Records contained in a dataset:
BEGIN

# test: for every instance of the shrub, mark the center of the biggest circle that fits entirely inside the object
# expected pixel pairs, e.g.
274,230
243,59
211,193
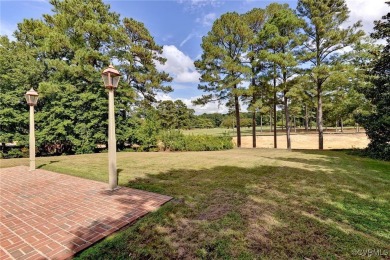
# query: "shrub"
13,153
177,141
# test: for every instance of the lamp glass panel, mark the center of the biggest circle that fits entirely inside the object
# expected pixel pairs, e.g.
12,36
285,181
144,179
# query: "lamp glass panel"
106,80
27,98
115,81
34,100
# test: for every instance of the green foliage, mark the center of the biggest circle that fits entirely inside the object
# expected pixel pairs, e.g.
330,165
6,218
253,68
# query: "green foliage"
326,37
146,134
175,115
62,56
221,65
377,123
177,141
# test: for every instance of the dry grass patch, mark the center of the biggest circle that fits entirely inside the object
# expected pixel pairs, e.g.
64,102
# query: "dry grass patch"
247,203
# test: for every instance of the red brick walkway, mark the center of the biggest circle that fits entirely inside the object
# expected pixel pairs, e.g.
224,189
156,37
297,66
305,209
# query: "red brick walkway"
47,215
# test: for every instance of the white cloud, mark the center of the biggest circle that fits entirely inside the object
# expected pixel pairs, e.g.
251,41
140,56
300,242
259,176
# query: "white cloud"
7,29
208,108
367,12
194,4
187,39
178,65
207,19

END

▶ Task instructions: The expected response is every entry above, repeated exactly, pictures removed.

▶ Expected output:
# test: for every instance of the shrub, mark the center of the biggest circle that fits entirely inside the object
# expected pixel pairs, e.g.
274,230
243,59
211,193
# query: "shrub"
13,153
177,141
# test: for every instance of the lamp glass panel, mark the center of the biggest circle that fits entirely inside the object
# expected pixel pairs, e.g.
12,36
285,181
144,179
# query: "lamp glass panel"
106,80
27,98
115,81
34,100
# test: for every instance of the green foliage, mark the center of the biggest circle that fits entirely inside the object
# expected pixel pairs, e.g.
330,165
6,218
253,68
# query: "green foliage"
326,37
146,134
175,115
62,56
221,65
377,123
177,141
# test: for every instance of the dry grass patch, mark the center of the biggest circle that fits entirely inside the object
# expected pixel pairs, e.g.
64,102
# query: "dry grass patch"
247,203
# test: for every instance of the red brick walkway, mark the center of the biggest circle that fits entirely inside the object
# expected pixel pairs, e.g.
224,189
156,37
297,66
305,209
# query: "red brick walkway"
47,215
# test: for every instance of the white cloud, mark the center of the biggest circle that fits entirely inside the object
# expected pixel pairs, e.g.
251,41
140,56
300,242
259,176
# query: "white cloud"
7,29
208,108
367,12
194,4
187,39
178,65
207,19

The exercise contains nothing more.